— EXTRAIT À LIRE —
----------------------------------------

Trois jours auparavant, un dimanche 13 décembre, toujours Watsapp, 13 h 59’, on entre dans la zone des fortes turbulences et de l’orage cytokine : « NS intubé ! ».

Watsapp encore, dans la nuit du mardi à mercredi, 00 h 19’ : « Notre ami NS a été rappelé à Dieu ce soir. Allah Ou Akbar. Nous sommes à Dieu et à lui nous retournons. Mes sincères condoléances ». Signé l’Opposant historique. Je réveille ma femme pour le lui annoncer. S’ensuit l’instant où tous les mots dans tous les alphabets perdent leurs sens. Où seul le silence a encore droit à la parole. Et les larmes. L’atterrement. Je regarde ma femme, et je me rappelle, Noureddine, quarante ans auparavant, quand tu as été demandé à son père, pour moi, la main de sa fille, ma femme. Je me demande ce que deviendront nos diners hebdomadaires, que tu as décrétés réglementaires, dont tu as été l’instigateur et le ferment, où à quatre avec l’inclassable Madiba, ou à cinq quand DA est au Maroc, à six quand JB est à Rabat, on était un cercle d’affects reliés par le désintérêt, autour d’une table de bêtises à rire de rien cependant que certains nous imaginaient comploter on ne sait quoi.  Je pense à ta toute première émission radio sur le cinéma, l’Ecran noir, de ma nuit blanche où j’ai vu repasser le temps d’une superproduction, ta vie, qui t’as permis de déployer tout ton talent. Etre ce que tu as été et tu seras. J’ai envie de te dire que tu nous manqueras, mais je vois déjà ton sourire narquois, et derrière les écailles de tes lunettes, tes yeux briller de malice, tes zygomatiques frémir, te retenant de rire de pareille jobarderie.  Allez, vas-y, dis-moi tout ce que tu penses de ce dernier mot.

----------------------------------------

— TRAVAIL À FAIRE —
a: Dans l'extrait, la phrase « tu nous manqueras » reste une simple envie. Expliquez pourquoi en une à trois phrases.
b: Répondez à ces questions d'après l'extrait, une réponse par ligne.
(i) À quelle heure est arrivé le message « NS intubé ! » ?
(ii) Quel était le titre de la toute première émission radio de Noureddine sur le cinéma ?
(iii) Combien étaient-ils aux dîners hebdomadaires quand DA était au Maroc ?
Les données n'ont aucun rôle ici.

— DONNÉES ENREGISTRÉES —
----------------------------------------

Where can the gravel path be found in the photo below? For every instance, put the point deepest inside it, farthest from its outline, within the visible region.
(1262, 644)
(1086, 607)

----------------------------------------

— RÉPONSES PAR EXERCICE —
a: La personne qui écrit voit déjà le sourire narquois de Noureddine et ses yeux qui brillent de malice derrière ses lunettes. Elle l'imagine se retenant de rire de « pareille jobarderie ».

b:
(i) À 13 h 59’.
(ii) L'Ecran noir.
(iii) Cinq.